┌──

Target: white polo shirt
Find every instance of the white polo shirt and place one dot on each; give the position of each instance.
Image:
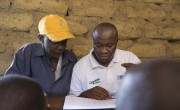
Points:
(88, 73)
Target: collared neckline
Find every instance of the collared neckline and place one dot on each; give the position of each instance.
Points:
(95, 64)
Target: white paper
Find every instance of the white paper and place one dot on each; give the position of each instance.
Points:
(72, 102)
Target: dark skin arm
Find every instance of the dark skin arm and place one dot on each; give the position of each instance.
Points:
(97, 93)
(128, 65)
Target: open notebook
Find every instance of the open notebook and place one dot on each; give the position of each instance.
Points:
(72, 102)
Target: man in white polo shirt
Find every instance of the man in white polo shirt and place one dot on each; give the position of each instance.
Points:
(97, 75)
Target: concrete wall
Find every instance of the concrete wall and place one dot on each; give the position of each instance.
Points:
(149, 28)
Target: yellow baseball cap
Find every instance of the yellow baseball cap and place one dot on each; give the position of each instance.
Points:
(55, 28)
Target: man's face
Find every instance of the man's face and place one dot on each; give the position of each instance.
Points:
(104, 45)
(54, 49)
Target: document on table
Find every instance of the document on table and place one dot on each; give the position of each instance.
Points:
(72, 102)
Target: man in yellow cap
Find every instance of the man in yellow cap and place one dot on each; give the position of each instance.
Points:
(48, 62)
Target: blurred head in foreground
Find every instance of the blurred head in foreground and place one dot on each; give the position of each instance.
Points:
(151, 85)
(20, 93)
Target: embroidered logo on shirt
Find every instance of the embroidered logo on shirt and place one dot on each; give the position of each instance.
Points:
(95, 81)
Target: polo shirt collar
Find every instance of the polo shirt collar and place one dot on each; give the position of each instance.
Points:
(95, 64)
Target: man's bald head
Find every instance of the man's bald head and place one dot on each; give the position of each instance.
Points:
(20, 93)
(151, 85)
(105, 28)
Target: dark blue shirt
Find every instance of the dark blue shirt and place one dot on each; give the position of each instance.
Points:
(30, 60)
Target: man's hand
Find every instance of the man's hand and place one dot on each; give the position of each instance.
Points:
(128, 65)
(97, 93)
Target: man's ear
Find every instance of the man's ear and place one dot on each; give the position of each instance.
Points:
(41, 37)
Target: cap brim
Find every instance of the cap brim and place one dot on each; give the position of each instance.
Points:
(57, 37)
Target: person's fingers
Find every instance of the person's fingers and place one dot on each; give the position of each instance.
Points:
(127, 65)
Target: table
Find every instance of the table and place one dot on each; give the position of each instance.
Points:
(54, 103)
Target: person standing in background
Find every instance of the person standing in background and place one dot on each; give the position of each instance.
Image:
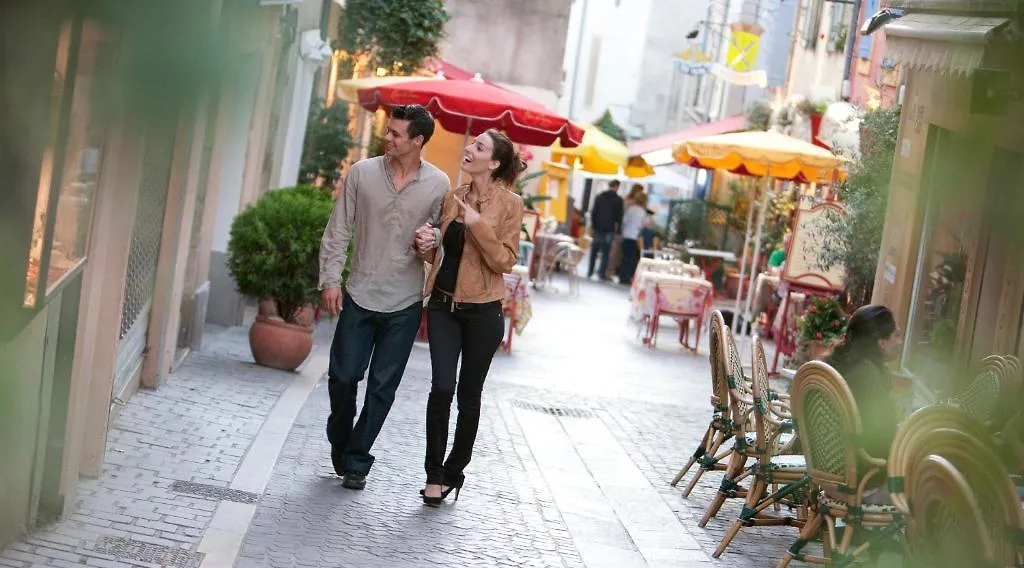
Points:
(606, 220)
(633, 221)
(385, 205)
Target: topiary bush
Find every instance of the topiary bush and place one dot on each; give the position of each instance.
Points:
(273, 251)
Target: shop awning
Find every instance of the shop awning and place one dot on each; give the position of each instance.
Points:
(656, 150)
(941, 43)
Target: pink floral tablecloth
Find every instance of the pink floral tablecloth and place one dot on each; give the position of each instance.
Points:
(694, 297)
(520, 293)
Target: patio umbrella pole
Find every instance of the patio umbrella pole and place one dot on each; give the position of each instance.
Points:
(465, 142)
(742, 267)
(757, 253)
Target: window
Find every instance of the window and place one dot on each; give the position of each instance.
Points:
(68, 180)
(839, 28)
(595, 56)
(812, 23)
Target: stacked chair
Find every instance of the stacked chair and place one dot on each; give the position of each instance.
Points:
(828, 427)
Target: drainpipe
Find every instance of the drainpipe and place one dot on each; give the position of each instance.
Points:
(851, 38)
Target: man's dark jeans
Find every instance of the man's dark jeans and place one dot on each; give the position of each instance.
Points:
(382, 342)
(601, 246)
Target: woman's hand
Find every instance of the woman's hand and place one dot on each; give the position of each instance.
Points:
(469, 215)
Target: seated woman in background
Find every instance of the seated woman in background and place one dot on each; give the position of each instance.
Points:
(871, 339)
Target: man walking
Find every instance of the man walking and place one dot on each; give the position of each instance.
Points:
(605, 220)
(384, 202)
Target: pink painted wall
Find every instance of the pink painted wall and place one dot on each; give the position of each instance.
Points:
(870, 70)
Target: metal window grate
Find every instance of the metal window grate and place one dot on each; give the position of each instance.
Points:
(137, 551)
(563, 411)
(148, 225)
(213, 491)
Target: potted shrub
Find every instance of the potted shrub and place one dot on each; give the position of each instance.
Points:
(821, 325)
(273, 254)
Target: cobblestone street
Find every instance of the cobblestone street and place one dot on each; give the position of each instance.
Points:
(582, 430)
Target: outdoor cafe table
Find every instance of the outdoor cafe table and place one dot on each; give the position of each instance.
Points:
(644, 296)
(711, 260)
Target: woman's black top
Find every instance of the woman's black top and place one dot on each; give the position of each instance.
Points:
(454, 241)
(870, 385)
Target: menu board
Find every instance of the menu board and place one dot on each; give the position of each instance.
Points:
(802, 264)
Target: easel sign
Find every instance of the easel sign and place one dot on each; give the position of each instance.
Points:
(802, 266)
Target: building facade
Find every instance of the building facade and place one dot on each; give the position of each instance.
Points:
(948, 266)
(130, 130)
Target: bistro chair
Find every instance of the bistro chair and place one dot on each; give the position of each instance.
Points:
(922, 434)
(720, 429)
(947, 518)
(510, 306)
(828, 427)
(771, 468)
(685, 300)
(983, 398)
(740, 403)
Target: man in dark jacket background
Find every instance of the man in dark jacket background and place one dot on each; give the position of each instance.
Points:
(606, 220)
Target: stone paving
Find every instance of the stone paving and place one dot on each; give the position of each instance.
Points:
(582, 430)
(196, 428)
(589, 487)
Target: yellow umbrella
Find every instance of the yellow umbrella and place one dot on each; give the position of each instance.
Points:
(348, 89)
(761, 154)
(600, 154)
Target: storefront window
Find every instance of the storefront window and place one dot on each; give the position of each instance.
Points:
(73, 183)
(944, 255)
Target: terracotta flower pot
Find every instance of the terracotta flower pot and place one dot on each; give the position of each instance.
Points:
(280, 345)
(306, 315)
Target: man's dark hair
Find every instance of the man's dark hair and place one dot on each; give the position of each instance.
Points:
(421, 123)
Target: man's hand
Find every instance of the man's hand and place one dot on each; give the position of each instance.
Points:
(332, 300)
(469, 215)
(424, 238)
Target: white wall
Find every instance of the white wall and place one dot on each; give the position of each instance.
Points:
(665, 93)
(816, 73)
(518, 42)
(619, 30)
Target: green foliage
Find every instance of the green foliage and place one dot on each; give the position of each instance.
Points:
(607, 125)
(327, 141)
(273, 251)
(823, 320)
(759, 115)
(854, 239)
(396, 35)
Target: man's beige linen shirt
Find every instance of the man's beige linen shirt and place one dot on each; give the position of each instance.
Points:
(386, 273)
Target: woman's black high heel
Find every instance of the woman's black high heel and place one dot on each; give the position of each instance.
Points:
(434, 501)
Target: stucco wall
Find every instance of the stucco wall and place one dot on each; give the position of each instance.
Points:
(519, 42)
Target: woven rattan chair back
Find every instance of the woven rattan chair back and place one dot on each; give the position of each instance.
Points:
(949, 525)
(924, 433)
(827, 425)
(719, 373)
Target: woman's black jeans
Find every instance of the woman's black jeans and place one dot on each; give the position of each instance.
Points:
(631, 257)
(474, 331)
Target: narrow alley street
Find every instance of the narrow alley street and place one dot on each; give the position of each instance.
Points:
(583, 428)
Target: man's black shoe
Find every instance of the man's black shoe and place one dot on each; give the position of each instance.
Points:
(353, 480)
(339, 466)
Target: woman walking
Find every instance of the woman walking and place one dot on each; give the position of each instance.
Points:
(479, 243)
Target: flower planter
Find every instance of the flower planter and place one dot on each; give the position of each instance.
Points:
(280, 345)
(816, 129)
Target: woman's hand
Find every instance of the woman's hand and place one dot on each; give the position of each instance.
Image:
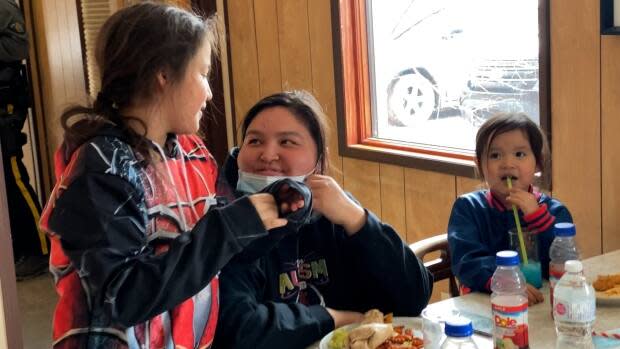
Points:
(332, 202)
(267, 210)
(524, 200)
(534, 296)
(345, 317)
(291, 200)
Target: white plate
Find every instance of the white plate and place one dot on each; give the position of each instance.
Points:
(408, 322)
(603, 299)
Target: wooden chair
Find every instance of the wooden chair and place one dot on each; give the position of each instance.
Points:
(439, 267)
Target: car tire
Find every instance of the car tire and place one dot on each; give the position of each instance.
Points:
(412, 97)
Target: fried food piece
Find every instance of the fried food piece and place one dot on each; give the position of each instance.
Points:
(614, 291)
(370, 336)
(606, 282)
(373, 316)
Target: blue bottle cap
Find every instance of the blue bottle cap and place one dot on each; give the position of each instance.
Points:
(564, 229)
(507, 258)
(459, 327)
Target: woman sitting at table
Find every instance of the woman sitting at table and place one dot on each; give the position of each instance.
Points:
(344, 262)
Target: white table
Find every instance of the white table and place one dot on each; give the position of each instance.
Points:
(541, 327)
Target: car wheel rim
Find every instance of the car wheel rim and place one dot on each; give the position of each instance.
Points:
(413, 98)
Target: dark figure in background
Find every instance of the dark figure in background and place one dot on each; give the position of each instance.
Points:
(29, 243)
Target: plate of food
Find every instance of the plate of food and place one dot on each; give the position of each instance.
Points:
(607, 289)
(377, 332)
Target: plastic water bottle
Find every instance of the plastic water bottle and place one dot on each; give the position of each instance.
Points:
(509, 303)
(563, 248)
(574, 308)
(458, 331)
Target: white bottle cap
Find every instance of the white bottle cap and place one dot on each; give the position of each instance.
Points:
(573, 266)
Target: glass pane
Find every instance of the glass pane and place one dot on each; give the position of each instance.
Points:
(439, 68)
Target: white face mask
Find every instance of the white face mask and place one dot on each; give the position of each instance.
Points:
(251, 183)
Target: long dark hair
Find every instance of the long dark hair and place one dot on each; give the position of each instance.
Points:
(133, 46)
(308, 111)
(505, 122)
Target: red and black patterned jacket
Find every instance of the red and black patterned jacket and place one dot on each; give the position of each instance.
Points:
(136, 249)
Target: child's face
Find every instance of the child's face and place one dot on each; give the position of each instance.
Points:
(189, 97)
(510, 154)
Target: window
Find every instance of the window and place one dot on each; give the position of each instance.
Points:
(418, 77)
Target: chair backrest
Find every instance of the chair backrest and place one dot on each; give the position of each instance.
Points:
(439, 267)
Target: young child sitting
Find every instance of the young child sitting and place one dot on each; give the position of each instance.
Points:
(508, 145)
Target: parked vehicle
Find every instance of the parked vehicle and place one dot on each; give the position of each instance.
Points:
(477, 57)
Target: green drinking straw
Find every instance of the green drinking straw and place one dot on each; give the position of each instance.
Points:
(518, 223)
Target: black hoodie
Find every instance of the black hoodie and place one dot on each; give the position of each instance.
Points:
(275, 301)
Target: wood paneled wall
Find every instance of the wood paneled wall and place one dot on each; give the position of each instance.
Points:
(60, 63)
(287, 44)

└──

Ending at the line with "Find every instance of the man's bald", reproduce exactly the lines that begin at the top of the data, and include no pictures.

## Exercise response
Target: white polo shirt
Find every instance of the white polo shirt and place one dot on each; give the position of each instance.
Image:
Points:
(88, 73)
Target: collared neckline
Find every instance of the collared neckline and place one dot on each; give the position of each instance.
Points:
(95, 64)
Target: white paper
Find every instance of the white paper and place one dot on each; give the position of each instance.
Points:
(72, 102)
Target: dark skin arm
Find every instance of the dark skin arm and place one dot on each; give the position of each instance.
Points:
(97, 93)
(128, 65)
Target: open notebook
Find every instance of the open notebook and place one dot on each; give the position of each instance.
Points:
(72, 102)
Target: man in white polo shirt
Find every instance of the man in white polo shirt and place one dot on each; give the position of each instance.
Points:
(97, 75)
Target: concrete wall
Find every instance of the concrete wall and place one dot on each; give the position of each instance.
Points:
(149, 28)
Target: yellow baseball cap
Find every instance of the yellow baseball cap and place one dot on each; give the position of each instance.
Points:
(55, 28)
Target: man's face
Find every instance of the man's face and place one dot on each; give the position of each instance.
Points:
(104, 45)
(54, 49)
Target: document on table
Find every instance of the document on table and place one dot on each; give the position of each instance.
Points:
(72, 102)
Target: man in yellow cap
Find every instance of the man in yellow cap and place one dot on each; give the position of each instance.
Points:
(48, 62)
Target: blurred head in foreground
Find every instance of the blurred head in foreground and place one dot on each; give the position of each instance.
Points:
(151, 85)
(20, 93)
Target: embroidered logo on shirt
Find every instance of the embroidered logo on shirt and place one dot on each; give the position of each instance.
Points:
(95, 81)
Target: polo shirt collar
Find every instance of the polo shirt collar and place one dot on each; give the position of each instance.
Points:
(95, 64)
Target: man's bald head
Find every instance of the man's bald head and place one dot on each; give the position of each instance.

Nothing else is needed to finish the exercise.